>> begin Records supplied
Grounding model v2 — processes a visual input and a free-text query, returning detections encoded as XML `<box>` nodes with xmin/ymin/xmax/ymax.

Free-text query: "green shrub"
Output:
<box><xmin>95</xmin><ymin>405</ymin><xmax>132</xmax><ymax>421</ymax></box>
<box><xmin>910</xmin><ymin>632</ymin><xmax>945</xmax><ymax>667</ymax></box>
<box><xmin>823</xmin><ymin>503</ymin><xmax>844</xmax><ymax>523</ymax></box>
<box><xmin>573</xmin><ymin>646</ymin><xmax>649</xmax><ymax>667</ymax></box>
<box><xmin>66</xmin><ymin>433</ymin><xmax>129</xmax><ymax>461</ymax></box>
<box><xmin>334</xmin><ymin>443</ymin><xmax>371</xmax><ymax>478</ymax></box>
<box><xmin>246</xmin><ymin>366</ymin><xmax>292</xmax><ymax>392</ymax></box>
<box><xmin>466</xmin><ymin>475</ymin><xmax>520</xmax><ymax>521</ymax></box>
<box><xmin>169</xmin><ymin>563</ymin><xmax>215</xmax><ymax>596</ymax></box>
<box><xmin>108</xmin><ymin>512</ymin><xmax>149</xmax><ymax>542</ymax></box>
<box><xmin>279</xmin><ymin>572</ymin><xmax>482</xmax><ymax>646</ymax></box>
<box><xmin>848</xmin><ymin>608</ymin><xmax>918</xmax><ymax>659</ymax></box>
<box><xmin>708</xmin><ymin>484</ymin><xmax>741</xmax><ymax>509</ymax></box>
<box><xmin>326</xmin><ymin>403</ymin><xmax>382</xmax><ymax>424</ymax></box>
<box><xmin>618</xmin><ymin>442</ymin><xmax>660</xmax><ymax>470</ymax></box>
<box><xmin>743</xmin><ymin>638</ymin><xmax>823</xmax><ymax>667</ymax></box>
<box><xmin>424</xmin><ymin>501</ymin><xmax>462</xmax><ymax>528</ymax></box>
>> end Records supplied
**Aim**. Return every line of the listing above, unchanged and in the same order.

**The result**.
Grounding model v2 — processes a visual input and a free-text query, returning detections encoded as XML `<box>` nodes with xmin/ymin/xmax/ymax.

Free-text query: "green shrub"
Output:
<box><xmin>95</xmin><ymin>405</ymin><xmax>132</xmax><ymax>421</ymax></box>
<box><xmin>910</xmin><ymin>632</ymin><xmax>945</xmax><ymax>667</ymax></box>
<box><xmin>823</xmin><ymin>503</ymin><xmax>844</xmax><ymax>523</ymax></box>
<box><xmin>573</xmin><ymin>646</ymin><xmax>649</xmax><ymax>667</ymax></box>
<box><xmin>66</xmin><ymin>433</ymin><xmax>129</xmax><ymax>461</ymax></box>
<box><xmin>334</xmin><ymin>443</ymin><xmax>371</xmax><ymax>478</ymax></box>
<box><xmin>246</xmin><ymin>366</ymin><xmax>292</xmax><ymax>392</ymax></box>
<box><xmin>466</xmin><ymin>475</ymin><xmax>520</xmax><ymax>521</ymax></box>
<box><xmin>169</xmin><ymin>563</ymin><xmax>215</xmax><ymax>596</ymax></box>
<box><xmin>108</xmin><ymin>512</ymin><xmax>149</xmax><ymax>542</ymax></box>
<box><xmin>279</xmin><ymin>572</ymin><xmax>482</xmax><ymax>646</ymax></box>
<box><xmin>848</xmin><ymin>608</ymin><xmax>918</xmax><ymax>659</ymax></box>
<box><xmin>708</xmin><ymin>484</ymin><xmax>741</xmax><ymax>509</ymax></box>
<box><xmin>326</xmin><ymin>403</ymin><xmax>382</xmax><ymax>424</ymax></box>
<box><xmin>618</xmin><ymin>442</ymin><xmax>660</xmax><ymax>470</ymax></box>
<box><xmin>743</xmin><ymin>638</ymin><xmax>823</xmax><ymax>667</ymax></box>
<box><xmin>424</xmin><ymin>501</ymin><xmax>462</xmax><ymax>528</ymax></box>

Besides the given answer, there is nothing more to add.